■ PROVIDED PASSAGE ■
Do you have a canonical RewriteRule so that requests for http://example.com/ or https://example.com/ go to https://www.example.com/ in your .htaccess file? If so, the index page rewrite rule belongs before that rule. If not, you should look through the Apache [webmasterworld.com] forum for what you need or ask for assistance there.

It is common to rewrite /index.php or /index.html pages to their directory URL so that this requested URL:
https://www.example.com/index.php?ccode=BG
would go to
https://www.example.com/
If you have no other way to prevent those unwanted language queries you might consider that.

when i select languages eg. RU or DE my URL change accordingly
If you NEED to offer those language selections that generate the other versions of your pages, then I have no guess how to remove them from the index because if people can visit the pages, they can be indexed. Crawling can be controlled, but you can't prevent indexing if you cannot generate a noindex metatag as far as I know.

phranque

9:00 am on Dec 17, 2020 (gmt 0)

WebmasterWorld Administrator 10+ Year Member Top Contributors Of The Month



how to remove these url from google and not to reindex them?

you should include a meta robots noindex element in the head of these (html) documents:
<meta name="robots" content="noindex">

or include a X-Robots-Tag: noindex header among the HTTP Response headers sent with these documents.

see Google Search Central documentation:
Block search indexing with 'noindex' [developers.google.com]

not2easy

11:48 am on Dec 17, 2020 (gmt 0)

WebmasterWorld Administrator 10+ Year Member Top Contributors Of The Month



The problem is that they are dynamically generated and do not physically exist as pages and according to the example URLs shown in the OP here, they are auto-generated language versions of the site's homepage.

phranque

12:06 pm on Dec 17, 2020 (gmt 0)

WebmasterWorld Administrator 10+ Year Member Top Contributors Of The Month



It doesn't matter how it is generated as long as the response for each of these urls includes the proper meta element or a comes with the proper response header.

not2easy

12:12 pm on Dec 17, 2020 (gmt 0)

WebmasterWorld Administrator 10+ Year Member Top Contributors Of The Month



But noindexing "index.php" is not a helpful thing imho.

phranque

8:20 pm on Dec 17, 2020 (gmt 0)

■ DATA SHOWN ■
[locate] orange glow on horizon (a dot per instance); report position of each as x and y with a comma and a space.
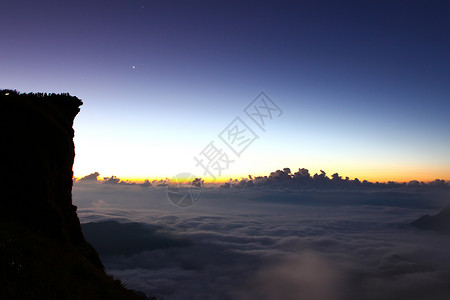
373, 176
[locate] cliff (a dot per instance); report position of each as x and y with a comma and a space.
43, 253
439, 222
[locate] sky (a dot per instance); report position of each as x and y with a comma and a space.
362, 87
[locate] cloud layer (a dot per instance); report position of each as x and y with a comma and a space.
247, 244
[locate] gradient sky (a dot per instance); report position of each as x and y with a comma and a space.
364, 85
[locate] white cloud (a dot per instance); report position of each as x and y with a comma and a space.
253, 244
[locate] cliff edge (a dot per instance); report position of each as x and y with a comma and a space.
43, 253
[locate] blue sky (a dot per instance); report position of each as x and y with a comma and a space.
364, 86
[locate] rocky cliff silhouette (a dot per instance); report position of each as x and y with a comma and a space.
43, 253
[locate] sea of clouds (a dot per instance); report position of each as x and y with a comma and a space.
268, 243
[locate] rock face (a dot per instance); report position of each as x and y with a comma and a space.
439, 222
42, 248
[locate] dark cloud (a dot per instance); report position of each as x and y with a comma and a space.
303, 179
90, 177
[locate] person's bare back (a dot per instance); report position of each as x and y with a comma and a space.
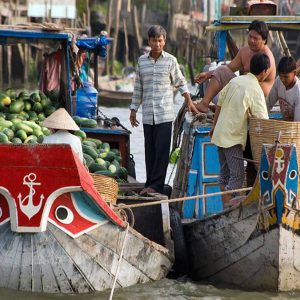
246, 54
257, 43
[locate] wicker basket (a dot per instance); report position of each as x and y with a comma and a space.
107, 187
266, 132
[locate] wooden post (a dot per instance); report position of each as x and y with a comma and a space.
108, 29
9, 73
116, 33
96, 84
136, 30
1, 67
88, 13
126, 43
26, 64
208, 40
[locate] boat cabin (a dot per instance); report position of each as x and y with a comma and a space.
43, 58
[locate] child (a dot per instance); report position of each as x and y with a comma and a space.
241, 96
286, 90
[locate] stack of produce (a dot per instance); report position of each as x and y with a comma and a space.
98, 156
21, 116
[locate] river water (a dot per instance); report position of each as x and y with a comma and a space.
180, 289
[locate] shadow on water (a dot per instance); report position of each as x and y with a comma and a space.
180, 289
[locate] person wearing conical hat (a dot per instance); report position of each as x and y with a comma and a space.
61, 122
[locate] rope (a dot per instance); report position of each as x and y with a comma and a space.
186, 198
119, 264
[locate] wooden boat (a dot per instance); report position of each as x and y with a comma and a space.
58, 235
115, 91
256, 243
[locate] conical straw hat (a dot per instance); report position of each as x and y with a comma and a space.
60, 119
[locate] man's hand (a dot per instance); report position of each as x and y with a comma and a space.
203, 76
133, 121
192, 108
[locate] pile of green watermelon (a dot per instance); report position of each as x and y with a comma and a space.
100, 158
21, 118
22, 114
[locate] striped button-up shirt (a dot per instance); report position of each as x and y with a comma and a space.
154, 85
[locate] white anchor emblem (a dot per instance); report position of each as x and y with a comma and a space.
279, 161
30, 209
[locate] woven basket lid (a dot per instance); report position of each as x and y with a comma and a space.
60, 119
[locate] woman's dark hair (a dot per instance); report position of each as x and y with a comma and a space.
286, 65
261, 28
156, 31
259, 62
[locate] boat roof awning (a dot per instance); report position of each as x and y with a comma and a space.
242, 22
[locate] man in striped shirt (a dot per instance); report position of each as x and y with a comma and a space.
157, 74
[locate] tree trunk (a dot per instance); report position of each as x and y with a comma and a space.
108, 29
126, 42
116, 33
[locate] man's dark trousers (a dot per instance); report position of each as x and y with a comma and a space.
157, 150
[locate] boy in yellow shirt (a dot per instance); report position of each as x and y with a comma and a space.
239, 98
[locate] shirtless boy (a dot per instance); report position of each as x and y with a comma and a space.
257, 43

■ PROBLEM ■
Carry on the forum thread about keeping language-query URLs out of Google's index from the point where it stops.

■ SOLVED PROBLEM ■
WebmasterWorld Administrator 10+ Year Member Top Contributors Of The Month



you don't noindex the script - you noindex the URLs which contain those query strings.

phranque

11:01 pm on Dec 17, 2020 (gmt 0)

WebmasterWorld Administrator 10+ Year Member Top Contributors Of The Month



btw if this was on an apache server you could solve this entirely in .htaccess using mod_setenvif and mod_headers directives.

anthonyinit

2:09 am on Dec 20, 2020 (gmt 0)

10+ Year Member



Thank you both for your input...

i guess this is really a complicated issue for me however i'm going to take some time into this issue and consider all your options and see what works best but before that i want to know one thing.

Is it ok if google index my website with
https://www.example.com/index.php?ccode=BG
https://www.example.com/index.php?ccode=RU
https://www.example.com/index.php?ccode=DE
https://www.example.com/index.php?ccode=SA

including
https://www.example.com/index.php


will this hurt my ranking?

I'm really confused why google only show my different language pages in search result. image below
https://ibb.co/MVFJKwQ


all those results are from pages
https://www.example.com/index.php?ccode=PH
https://www.example.com/index.php?ccode=RU
https://www.example.com/index.php?ccode=TU
https://www.example.com/index.php?ccode=JP

I do have other important pages like contact.php , FAQ.php , Terms.php but non of those pages show up on google result. so i'm thinking if i get rid of those languages pages google might index and show up my important pages.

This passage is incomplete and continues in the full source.